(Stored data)
[start]

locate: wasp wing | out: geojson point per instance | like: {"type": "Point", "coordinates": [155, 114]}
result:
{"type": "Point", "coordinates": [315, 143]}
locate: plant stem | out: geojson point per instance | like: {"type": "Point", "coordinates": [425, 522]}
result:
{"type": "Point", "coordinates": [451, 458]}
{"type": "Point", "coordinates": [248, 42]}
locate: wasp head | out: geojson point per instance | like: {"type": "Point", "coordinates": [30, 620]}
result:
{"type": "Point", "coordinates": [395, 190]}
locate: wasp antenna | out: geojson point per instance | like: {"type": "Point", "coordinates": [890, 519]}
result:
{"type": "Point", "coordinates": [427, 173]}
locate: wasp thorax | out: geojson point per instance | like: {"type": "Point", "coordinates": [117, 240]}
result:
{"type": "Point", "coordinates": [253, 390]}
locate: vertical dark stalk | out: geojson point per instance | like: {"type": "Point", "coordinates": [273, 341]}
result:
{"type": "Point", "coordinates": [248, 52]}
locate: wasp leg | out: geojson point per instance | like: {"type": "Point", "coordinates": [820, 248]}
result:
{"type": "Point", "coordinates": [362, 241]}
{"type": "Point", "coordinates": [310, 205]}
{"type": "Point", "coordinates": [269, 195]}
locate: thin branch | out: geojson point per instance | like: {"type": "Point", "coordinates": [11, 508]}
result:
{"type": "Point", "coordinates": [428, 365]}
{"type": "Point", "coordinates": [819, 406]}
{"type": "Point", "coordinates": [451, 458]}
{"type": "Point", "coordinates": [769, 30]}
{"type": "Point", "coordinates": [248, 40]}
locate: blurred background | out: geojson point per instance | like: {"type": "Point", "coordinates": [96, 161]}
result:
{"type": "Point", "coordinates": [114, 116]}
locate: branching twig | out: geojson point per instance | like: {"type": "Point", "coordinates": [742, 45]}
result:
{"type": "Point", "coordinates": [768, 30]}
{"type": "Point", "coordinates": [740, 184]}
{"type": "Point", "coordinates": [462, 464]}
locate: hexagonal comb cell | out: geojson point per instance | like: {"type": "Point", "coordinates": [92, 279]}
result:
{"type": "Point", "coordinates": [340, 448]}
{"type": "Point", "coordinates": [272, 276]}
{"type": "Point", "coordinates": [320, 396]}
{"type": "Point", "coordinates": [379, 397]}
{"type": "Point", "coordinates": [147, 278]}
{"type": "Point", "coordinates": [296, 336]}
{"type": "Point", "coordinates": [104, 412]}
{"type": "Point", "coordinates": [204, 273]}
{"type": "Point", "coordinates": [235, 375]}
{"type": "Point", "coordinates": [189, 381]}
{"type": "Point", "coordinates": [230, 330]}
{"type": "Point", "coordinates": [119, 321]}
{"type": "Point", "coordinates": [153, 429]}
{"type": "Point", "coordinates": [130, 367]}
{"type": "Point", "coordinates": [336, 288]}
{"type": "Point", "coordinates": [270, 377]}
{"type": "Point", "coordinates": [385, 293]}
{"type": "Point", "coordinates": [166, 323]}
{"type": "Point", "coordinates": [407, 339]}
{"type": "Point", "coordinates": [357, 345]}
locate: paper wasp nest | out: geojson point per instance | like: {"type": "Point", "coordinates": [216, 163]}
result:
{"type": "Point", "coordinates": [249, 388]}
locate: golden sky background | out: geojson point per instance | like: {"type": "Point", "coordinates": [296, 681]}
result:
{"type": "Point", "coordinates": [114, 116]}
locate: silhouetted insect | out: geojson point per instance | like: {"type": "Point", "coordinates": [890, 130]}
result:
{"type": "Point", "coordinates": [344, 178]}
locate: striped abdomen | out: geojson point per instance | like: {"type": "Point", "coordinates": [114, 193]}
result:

[end]

▸ PROBLEM REQUIREMENTS
Repeat, with nothing changed, the lines of the items above, from the line that contains "locate: paper wasp" through the last line of the items.

▸ THE OUTPUT
locate: paper wasp nest | out: geojson point per instance | like: {"type": "Point", "coordinates": [216, 163]}
result:
{"type": "Point", "coordinates": [249, 388]}
locate: golden sky background | out: geojson point per instance | like: {"type": "Point", "coordinates": [296, 681]}
result:
{"type": "Point", "coordinates": [114, 116]}
locate: silhouetted insect | out: geojson point per instance | like: {"type": "Point", "coordinates": [890, 130]}
result:
{"type": "Point", "coordinates": [344, 178]}
locate: striped abdomen | out: geojson point per instance | like: {"type": "Point", "coordinates": [114, 193]}
result:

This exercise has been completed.